- Conference: California Collegiate Athletic Association

Ranking
- Coaches: No. 7 (UPI small college)
- AP: No. 8 (AP small college)
- Record: 7–3 (4–1 CCAA)
- Head coach: Cecil Coleman (4th season);
- Home stadium: Ratcliffe Stadium

= 1962 Fresno State Bulldogs football team =

American college football season

The 1962 Fresno State Bulldogs football team represented Fresno State College—now known as California State University, Fresno—as a member of the California Collegiate Athletic Association (CCAA) during the 1962 NCAA College Division football season. Led by fourth-year head coach Cecil Coleman, Fresno State compiled an overall record of 7–3 with a mark of 4–1 in conference play, placing second in the CCAA. The Bulldogs played home games at Ratcliffe Stadium on the campus of Fresno City College in Fresno, California.
______________________________
**SET TASK 1**
Retype the passage on the 1962 Fresno State Bulldogs football team from "The 1962 Fresno" up to and including "in Fresno, California.", with no changes.

**PROVIDED INFORMATION**
______________________________
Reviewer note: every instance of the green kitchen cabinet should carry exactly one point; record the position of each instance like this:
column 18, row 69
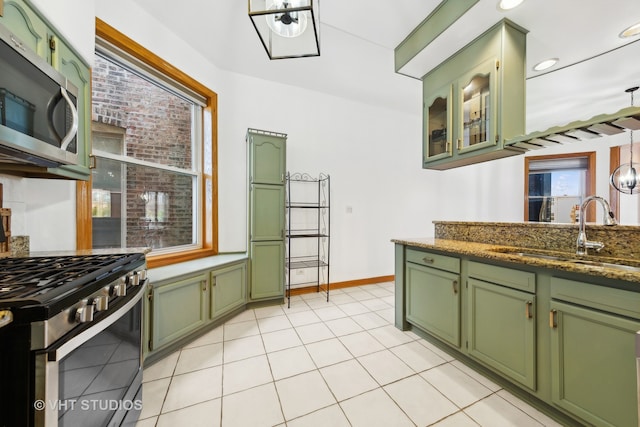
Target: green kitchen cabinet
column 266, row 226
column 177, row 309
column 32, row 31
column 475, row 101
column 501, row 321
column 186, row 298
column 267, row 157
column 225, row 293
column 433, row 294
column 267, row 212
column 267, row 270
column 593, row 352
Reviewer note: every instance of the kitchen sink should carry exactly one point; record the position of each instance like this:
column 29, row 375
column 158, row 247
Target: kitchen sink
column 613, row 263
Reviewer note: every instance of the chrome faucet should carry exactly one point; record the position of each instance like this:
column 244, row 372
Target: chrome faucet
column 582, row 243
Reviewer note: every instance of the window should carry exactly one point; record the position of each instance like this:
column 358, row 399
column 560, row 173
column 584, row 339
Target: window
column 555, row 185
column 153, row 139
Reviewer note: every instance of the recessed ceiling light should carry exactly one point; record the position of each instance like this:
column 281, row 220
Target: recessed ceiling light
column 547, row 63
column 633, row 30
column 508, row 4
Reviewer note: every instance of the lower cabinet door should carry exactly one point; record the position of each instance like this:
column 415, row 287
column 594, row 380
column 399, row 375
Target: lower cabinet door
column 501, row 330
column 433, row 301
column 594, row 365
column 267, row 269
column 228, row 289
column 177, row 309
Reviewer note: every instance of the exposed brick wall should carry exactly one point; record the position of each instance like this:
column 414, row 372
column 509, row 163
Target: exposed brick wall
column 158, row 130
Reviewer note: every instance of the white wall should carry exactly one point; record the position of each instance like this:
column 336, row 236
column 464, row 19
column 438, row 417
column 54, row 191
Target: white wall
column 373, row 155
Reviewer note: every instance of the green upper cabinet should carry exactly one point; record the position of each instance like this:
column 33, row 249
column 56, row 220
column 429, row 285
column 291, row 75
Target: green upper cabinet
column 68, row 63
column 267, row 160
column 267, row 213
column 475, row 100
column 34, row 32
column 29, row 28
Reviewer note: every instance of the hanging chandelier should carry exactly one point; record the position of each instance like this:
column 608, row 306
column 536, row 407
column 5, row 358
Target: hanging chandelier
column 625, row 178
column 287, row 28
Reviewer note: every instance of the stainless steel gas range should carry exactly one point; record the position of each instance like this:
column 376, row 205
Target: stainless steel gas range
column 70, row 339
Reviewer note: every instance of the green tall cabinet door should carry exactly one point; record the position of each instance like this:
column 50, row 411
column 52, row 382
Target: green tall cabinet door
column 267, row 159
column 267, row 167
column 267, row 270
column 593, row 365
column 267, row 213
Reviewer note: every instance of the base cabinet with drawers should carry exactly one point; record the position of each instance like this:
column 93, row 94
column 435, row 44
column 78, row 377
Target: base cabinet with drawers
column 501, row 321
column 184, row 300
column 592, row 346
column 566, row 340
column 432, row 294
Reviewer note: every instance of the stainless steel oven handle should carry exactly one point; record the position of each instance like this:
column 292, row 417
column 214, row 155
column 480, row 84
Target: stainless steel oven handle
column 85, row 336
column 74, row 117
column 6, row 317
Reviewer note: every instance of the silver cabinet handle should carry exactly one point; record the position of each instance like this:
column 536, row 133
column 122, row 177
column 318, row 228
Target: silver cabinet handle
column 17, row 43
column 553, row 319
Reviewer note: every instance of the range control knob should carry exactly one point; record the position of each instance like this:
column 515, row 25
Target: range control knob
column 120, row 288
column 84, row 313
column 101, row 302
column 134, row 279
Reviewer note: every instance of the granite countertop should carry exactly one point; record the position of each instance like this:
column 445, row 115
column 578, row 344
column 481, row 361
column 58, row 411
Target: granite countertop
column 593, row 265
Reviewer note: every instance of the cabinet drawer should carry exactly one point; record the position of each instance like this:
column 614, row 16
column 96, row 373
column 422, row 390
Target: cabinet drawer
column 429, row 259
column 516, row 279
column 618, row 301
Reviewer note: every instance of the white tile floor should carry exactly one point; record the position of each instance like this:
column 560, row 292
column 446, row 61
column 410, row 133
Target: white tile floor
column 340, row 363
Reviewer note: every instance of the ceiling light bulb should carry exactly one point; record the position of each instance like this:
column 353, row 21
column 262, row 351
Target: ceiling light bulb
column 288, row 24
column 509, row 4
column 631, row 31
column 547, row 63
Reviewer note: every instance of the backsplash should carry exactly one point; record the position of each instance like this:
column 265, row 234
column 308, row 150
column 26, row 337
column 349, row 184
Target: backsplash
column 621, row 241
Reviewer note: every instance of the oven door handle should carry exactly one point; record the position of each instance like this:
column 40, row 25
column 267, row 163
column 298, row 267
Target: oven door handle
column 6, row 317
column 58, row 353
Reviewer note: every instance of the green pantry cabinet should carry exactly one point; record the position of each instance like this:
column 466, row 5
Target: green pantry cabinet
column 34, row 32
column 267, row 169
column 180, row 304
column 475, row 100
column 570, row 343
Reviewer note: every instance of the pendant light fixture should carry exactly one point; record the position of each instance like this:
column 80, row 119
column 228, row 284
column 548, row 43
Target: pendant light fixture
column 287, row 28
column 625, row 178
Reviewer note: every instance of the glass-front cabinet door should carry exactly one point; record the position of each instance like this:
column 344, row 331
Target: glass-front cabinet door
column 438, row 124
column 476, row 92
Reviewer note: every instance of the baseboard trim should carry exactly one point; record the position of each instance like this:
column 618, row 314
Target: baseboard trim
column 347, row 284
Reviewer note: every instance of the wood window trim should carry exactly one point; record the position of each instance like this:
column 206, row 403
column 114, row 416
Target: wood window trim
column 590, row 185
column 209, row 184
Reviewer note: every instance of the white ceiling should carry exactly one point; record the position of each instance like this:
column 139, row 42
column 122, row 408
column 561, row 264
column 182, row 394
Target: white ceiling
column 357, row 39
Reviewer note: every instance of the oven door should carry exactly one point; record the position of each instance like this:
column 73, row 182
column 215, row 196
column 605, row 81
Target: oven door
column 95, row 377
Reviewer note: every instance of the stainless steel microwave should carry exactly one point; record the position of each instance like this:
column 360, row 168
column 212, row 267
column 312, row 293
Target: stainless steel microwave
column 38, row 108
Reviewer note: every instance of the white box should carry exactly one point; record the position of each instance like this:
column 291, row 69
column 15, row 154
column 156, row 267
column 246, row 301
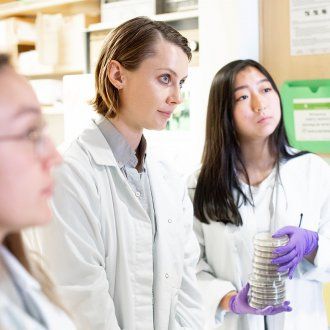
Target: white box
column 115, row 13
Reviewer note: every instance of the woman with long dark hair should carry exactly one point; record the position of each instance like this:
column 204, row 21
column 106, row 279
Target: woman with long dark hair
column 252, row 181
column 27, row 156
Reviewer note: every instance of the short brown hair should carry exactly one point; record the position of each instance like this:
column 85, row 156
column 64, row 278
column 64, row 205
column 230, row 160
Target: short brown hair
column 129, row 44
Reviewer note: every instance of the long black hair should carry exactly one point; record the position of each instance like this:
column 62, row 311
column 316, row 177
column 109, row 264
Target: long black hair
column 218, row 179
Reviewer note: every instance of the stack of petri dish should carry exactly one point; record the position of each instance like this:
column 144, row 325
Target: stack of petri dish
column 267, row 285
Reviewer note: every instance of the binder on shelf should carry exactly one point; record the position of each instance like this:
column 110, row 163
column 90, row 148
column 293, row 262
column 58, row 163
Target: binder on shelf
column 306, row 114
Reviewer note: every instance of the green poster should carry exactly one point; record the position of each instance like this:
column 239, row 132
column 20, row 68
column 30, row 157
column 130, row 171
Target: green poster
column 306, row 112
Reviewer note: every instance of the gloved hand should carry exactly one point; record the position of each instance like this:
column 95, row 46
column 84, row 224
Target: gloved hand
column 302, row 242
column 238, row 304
______________________________
**SET TASK 2**
Echo the lines of the records from the line containing "Reviewer note: every instance of the baseboard" up to and including the line containing "column 357, row 39", reproducing those lines alone without alteration.

**FINISHED ANSWER 1**
The 1962 Fresno State Bulldogs football team represented Fresno State College—now known as California State University, Fresno—as a member of the California Collegiate Athletic Association (CCAA) during the 1962 NCAA College Division football season. Led by fourth-year head coach Cecil Coleman, Fresno State compiled an overall record of 7–3 with a mark of 4–1 in conference play, placing second in the CCAA. The Bulldogs played home games at Ratcliffe Stadium on the campus of Fresno City College in Fresno, California.

**FINISHED ANSWER 2**
Reviewer note: every instance of the baseboard trim should carry exactly one point; record the position of each instance like this:
column 618, row 314
Target: baseboard trim
column 347, row 284
Reviewer note: every instance of the wood window trim should carry exactly one point; record the position of each instance like this:
column 206, row 403
column 114, row 416
Target: wood window trim
column 590, row 185
column 209, row 184
Reviewer note: every instance of the white ceiling should carry exactly one point; record the position of each instance like this:
column 139, row 42
column 122, row 408
column 561, row 264
column 182, row 394
Target: white ceiling
column 357, row 39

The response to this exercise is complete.